• _Goal of the exercise_
Write out the items below again word for word, leaving out the pictures.

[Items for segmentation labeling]
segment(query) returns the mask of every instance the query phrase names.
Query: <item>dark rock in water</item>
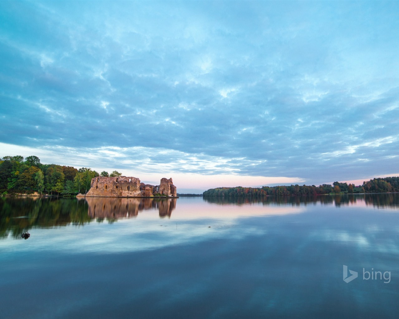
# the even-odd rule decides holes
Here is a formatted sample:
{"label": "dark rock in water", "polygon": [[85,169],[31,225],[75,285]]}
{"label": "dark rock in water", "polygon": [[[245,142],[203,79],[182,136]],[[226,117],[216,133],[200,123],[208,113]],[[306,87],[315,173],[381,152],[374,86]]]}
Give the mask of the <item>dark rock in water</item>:
{"label": "dark rock in water", "polygon": [[30,237],[30,234],[29,232],[24,232],[22,235],[22,238],[24,239],[28,239]]}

• _In response_
segment(query) returns the mask of every instance the query phrase names.
Query: <item>dark rock in water</item>
# the even-odd rule decides holes
Here is a formatted sample:
{"label": "dark rock in water", "polygon": [[85,169],[31,225],[75,285]]}
{"label": "dark rock in water", "polygon": [[[245,142],[203,79],[182,136]],[[226,117],[216,133],[200,123],[208,113]],[[306,87],[315,173],[381,152],[374,86]]]}
Give the mask of the <item>dark rock in water</item>:
{"label": "dark rock in water", "polygon": [[30,237],[30,234],[29,232],[24,232],[22,235],[22,238],[24,239],[28,239]]}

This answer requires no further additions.